__QUOTED PASSAGE__
Segment Open
Bitcoin (BTC) dropped below the $95,000 mark on Monday, with traders now eyeing a possible slide toward $90,000 or lower. The pullback comes as the market braces for the Federal Reserve’s upcoming meeting, where policymakers are widely expected to leave interest rates unchanged. However, traders are anticipating any commentary on future rate cuts or adjustments to the economic outlook.
Bitcoin’s decline follows a robust two-week rally that saw the cryptocurrency briefly surpass $98,000, attracting both retail traders and institutional investors. However, the recent uptick now appears to be losing steam, with a combination of technical resistance and growing macroeconomic uncertainty weighing on the market.
Resistance Levels and Bearish Predictions
“We’ve hit a significant resistance zone that previously served as support between December and February,” explained Alex Kuptsikevich, a senior analyst at FxPro, in an email to CoinDesk. He suggested that the next major downside targets for Bitcoin could be $92,500 and $89,000. “If Bitcoin breaks below $90,000, it could signal further weakness, pushing the price below its 200-day moving average, which would be a critical technical level,” he said.
Focus on the Fed and Trade Negotiations
The broader macroeconomic environment is also influencing Bitcoin’s price action. Traders are closely monitoring ongoing trade negotiations between the U.S. and China, as developments in these talks could impact inflation and market sentiment.
While the Federal Reserve is expected to keep rates steady on Wednesday, its stance on future interest rate cuts will be a key focus. QCP Capital noted that the current economic data, combined with hopes of reducing trade tensions, has helped market sentiment rebound. However, they cautioned that trade risks remain a significant concern for both traditional and digital assets.
Bitcoin ETFs Attract Record Inflows Despite Price Volatility
While Bitcoin’s price has been retreating, Bitcoin spot ETFs have continued to draw in strong investor interest. According to SoSoValue, net inflows into Bitcoin ETFs last week totaled $1.81 billion. This suggests that institutional and retail investors are still seeking exposure to Bitcoin, despite the recent pullback.
Segment Closed
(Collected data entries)
Segment Open
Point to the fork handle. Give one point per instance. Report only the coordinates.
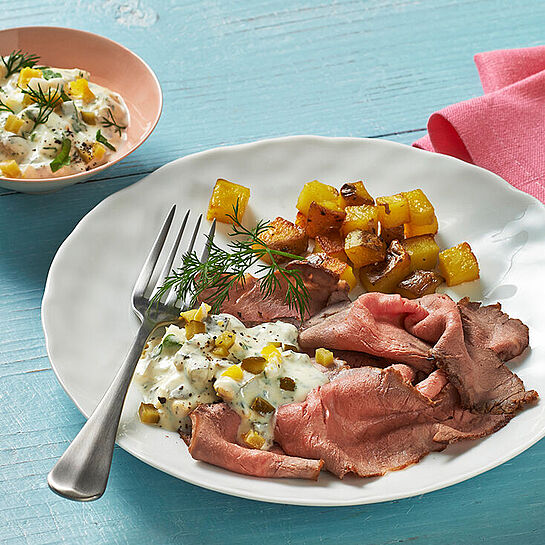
(82, 471)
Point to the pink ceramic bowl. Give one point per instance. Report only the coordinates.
(110, 65)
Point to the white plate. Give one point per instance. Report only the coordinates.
(89, 325)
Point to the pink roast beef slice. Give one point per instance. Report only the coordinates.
(373, 324)
(213, 440)
(247, 302)
(489, 327)
(369, 421)
(484, 383)
(433, 384)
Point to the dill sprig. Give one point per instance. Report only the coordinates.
(46, 102)
(18, 60)
(226, 269)
(4, 107)
(109, 121)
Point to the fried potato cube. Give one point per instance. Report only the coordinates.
Segment Closed
__EXERCISES__
1. According to SoSoValue, how much did net inflows into Bitcoin ETFs total last week in the Bitcoin article?
2. Return the part of the Bitcoin article that opens with the words containing "While the Federal" and closes with "the recent pullback.".
3. Carry the Bitcoin article forward from its final sentence.
None of the rows matter for this.

__WRITTEN ANSWERS__
1. $1.81 billion.

2.
While the Federal Reserve is expected to keep rates steady on Wednesday, its stance on future interest rate cuts will be a key focus. QCP Capital noted that the current economic data, combined with hopes of reducing trade tensions, has helped market sentiment rebound. However, they cautioned that trade risks remain a significant concern for both traditional and digital assets.
Bitcoin ETFs Attract Record Inflows Despite Price Volatility
While Bitcoin’s price has been retreating, Bitcoin spot ETFs have continued to draw in strong investor interest. According to SoSoValue, net inflows into Bitcoin ETFs last week totaled $1.81 billion. This suggests that institutional and retail investors are still seeking exposure to Bitcoin, despite the recent pullback.

3.
However, on-chain data from Glassnode shows that long-term Bitcoin holders (LTHs) are now sitting on nearly 350% in unrealized gains, a level that often signals upcoming profit-taking. “As Bitcoin nears the $99,900 price point, we expect more selling pressure from LTHs, which could require substantial demand to absorb the potential outflows,” Glassnode highlighted.
Resurgence of Meme Coins and Shifting Sentiment
Meme coin activity has also picked up in recent weeks, according to Santiment. The data suggests that traders are returning to high-risk, speculative bets, shifting away from safer, more stable investments like Bitcoin and ETFs. However, this renewed interest in meme coins has not translated into widespread gains. For example, GORK, a meme coin linked to an AI chatbot parody account recently mentioned by Elon Musk, failed to extend its rally, signaling that celebrity-driven asset pumps may be losing traction in the current market climate.
As Bitcoin navigates this period of uncertainty, traders are focusing on both the upcoming Federal Reserve meeting and developments in global trade. The market remains on edge, with the possibility of heightened volatility in the days ahead, depending on the outcomes of these key events.